AVAILABLE RECORDS
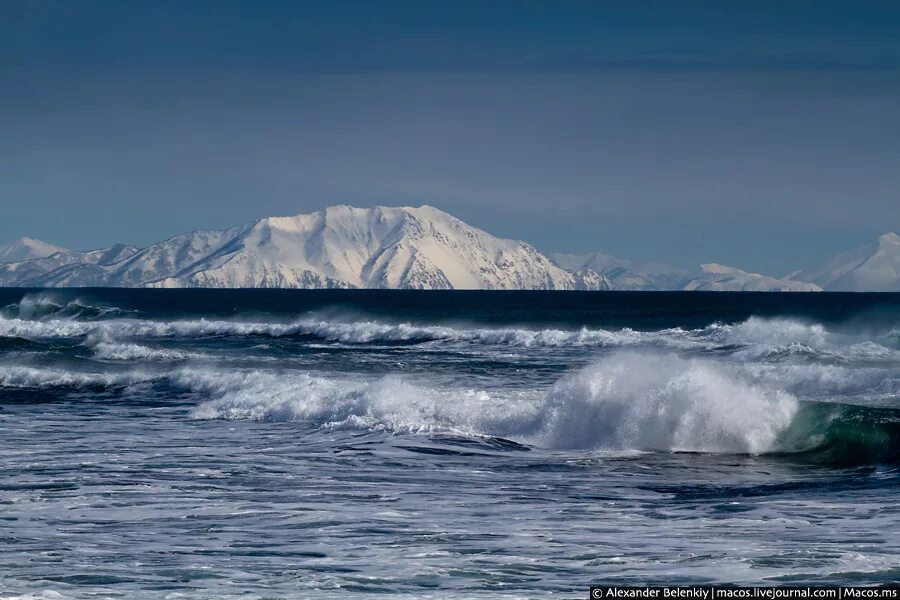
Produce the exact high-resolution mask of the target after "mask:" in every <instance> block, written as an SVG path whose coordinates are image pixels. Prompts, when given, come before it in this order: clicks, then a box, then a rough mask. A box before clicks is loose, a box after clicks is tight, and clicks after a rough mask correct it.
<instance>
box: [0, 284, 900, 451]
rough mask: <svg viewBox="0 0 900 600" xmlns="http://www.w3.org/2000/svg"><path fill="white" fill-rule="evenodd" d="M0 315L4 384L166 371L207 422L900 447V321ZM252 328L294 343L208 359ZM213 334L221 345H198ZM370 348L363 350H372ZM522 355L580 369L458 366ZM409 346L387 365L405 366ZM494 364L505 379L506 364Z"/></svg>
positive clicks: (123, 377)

WHAT IS REQUIRED
Repeat the records above exactly, omitting every picture.

RESPONSE TO THIS TASK
Produce the exact high-resolution mask of the target after "mask:" in every <instance> block, written as an SVG path whose coordinates are image pixels. Prompts, when given, come before it in this order: clicks, then a box, then a rough mask. A box before clicks is loose, a box after clicks is tight, and clicks after a rough mask correct it.
<instance>
box: [0, 284, 900, 451]
rough mask: <svg viewBox="0 0 900 600" xmlns="http://www.w3.org/2000/svg"><path fill="white" fill-rule="evenodd" d="M0 315L4 384L166 371L207 422L900 447V321ZM252 328L294 343L208 359ZM213 334L221 345H198ZM370 348L363 350H372ZM522 355L580 369L458 366ZM409 346L387 365L405 366ZM494 364L505 379L506 364Z"/></svg>
positive clicks: (123, 377)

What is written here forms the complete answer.